_Work request_
Reproduce the material that follows, please, but only from its first line to the line containing "positive clicks: (402, 747)", inclusive.

_Task input_
┌────────

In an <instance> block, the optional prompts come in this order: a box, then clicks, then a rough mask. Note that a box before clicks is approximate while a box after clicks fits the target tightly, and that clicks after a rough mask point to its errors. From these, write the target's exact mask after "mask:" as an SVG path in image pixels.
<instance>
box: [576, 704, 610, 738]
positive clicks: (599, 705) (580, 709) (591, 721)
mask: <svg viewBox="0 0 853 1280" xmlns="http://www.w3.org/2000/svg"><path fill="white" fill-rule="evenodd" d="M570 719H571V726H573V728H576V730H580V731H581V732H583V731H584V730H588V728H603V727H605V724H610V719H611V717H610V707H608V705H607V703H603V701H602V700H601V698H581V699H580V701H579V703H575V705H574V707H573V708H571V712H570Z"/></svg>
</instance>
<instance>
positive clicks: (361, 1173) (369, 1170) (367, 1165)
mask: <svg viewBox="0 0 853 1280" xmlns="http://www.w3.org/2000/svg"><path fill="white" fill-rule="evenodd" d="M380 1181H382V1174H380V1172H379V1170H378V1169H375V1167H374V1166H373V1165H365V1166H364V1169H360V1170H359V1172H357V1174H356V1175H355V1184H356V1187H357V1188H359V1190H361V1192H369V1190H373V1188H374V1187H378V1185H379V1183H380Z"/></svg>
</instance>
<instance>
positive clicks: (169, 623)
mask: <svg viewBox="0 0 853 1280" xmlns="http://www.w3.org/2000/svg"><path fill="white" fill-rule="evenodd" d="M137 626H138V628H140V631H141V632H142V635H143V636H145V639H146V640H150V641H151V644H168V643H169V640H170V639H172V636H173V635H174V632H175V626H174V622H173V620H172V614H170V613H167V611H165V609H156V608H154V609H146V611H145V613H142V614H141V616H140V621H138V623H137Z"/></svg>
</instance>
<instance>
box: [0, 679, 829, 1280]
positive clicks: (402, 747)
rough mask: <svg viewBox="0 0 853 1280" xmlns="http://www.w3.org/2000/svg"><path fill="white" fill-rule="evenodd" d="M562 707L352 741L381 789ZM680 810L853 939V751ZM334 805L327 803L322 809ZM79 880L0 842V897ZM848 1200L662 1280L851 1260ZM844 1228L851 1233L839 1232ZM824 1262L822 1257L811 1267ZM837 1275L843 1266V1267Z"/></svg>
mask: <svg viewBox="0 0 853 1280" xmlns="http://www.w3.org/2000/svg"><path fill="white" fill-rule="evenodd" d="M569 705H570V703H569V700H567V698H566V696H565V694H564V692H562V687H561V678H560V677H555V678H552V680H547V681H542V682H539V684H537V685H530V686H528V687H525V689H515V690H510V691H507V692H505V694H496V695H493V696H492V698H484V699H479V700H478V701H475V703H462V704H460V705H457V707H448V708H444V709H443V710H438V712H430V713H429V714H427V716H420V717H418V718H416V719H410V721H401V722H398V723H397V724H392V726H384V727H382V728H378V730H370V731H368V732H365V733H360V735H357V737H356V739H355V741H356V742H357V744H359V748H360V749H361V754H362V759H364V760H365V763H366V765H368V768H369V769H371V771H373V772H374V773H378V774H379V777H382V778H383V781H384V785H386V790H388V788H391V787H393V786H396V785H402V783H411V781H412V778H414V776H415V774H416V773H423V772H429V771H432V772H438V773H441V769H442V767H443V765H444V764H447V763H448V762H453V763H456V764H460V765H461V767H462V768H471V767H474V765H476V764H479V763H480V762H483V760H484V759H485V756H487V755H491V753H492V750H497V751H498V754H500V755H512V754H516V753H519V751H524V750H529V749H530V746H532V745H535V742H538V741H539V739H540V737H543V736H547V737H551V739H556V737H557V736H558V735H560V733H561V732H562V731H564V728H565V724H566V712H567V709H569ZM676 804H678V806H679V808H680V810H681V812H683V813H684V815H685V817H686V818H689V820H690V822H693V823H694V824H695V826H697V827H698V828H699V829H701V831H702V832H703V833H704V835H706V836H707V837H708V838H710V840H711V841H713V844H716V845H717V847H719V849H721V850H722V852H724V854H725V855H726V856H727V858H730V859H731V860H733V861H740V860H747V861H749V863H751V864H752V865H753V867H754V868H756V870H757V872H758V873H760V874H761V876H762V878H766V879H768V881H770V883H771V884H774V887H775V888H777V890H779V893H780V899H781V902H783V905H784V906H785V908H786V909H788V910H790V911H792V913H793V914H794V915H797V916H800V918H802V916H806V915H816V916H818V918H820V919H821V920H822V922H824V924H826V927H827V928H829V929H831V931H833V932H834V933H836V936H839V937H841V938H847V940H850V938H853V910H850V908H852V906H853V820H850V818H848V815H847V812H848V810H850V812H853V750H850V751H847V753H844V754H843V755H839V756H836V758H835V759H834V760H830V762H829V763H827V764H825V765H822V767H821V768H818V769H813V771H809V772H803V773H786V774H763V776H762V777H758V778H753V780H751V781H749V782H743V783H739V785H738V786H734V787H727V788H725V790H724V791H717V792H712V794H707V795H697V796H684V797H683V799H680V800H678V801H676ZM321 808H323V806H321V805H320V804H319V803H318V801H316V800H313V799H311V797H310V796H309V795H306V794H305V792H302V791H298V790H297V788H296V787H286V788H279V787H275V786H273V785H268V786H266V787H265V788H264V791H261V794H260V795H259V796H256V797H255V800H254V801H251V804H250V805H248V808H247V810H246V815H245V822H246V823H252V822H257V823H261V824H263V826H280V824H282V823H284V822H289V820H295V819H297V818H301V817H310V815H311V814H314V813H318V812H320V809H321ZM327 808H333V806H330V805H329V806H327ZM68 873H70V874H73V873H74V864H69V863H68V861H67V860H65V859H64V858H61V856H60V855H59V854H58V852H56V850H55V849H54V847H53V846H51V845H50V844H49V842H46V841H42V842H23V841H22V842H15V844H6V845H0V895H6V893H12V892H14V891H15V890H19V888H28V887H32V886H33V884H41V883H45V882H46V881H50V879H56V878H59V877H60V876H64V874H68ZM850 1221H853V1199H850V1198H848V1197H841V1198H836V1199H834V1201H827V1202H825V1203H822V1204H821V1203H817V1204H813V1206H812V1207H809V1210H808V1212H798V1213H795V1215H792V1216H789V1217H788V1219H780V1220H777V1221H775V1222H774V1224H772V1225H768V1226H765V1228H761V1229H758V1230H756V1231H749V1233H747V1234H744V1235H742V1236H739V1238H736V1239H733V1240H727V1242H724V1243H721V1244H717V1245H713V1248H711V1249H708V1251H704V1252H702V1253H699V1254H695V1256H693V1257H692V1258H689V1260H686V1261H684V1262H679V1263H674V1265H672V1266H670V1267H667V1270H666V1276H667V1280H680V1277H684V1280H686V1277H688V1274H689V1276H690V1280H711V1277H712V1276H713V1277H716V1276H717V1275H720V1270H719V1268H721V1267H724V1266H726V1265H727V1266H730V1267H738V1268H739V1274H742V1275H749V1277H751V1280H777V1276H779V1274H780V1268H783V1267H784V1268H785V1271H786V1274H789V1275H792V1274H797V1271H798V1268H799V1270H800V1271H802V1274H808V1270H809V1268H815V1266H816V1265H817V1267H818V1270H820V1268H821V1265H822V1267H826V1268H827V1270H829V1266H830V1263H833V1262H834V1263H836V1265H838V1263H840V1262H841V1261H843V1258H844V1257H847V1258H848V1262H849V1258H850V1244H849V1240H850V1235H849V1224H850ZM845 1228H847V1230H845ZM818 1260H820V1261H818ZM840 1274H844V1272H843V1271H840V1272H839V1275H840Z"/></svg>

└────────

_Written answer_
In an <instance> block, the optional prompts come in this order: a box, then clicks, then a rough mask. Note that a box before clicks is approximate while a box after clicks fits the target tightly, and that clicks after a rough mask point to its errors. From these, write the target's exact mask after "mask:" as an SVG path in image pixels.
<instance>
box: [576, 704, 610, 738]
positive clicks: (599, 705) (580, 709) (591, 721)
mask: <svg viewBox="0 0 853 1280" xmlns="http://www.w3.org/2000/svg"><path fill="white" fill-rule="evenodd" d="M570 719H571V726H573V728H576V730H580V731H581V732H583V731H584V730H588V728H603V727H605V724H610V719H611V717H610V707H608V705H607V703H603V701H602V700H601V698H581V699H580V701H579V703H575V705H574V707H573V708H571V712H570Z"/></svg>
</instance>
<instance>
positive clicks: (361, 1173) (369, 1170) (367, 1165)
mask: <svg viewBox="0 0 853 1280" xmlns="http://www.w3.org/2000/svg"><path fill="white" fill-rule="evenodd" d="M380 1181H382V1174H380V1172H379V1170H378V1169H375V1167H374V1166H373V1165H365V1166H364V1169H360V1170H359V1172H357V1174H356V1175H355V1184H356V1187H357V1188H359V1190H361V1192H369V1190H373V1188H374V1187H378V1185H379V1183H380Z"/></svg>
</instance>
<instance>
positive clicks: (169, 623)
mask: <svg viewBox="0 0 853 1280" xmlns="http://www.w3.org/2000/svg"><path fill="white" fill-rule="evenodd" d="M137 626H138V628H140V631H141V632H142V635H143V636H145V639H146V640H150V641H151V644H168V643H169V640H170V639H172V636H173V635H174V632H175V626H174V622H173V620H172V614H170V613H167V611H165V609H156V608H154V609H146V611H145V613H142V614H141V616H140V621H138V623H137Z"/></svg>
</instance>
<instance>
box: [0, 679, 829, 1280]
positive clicks: (402, 747)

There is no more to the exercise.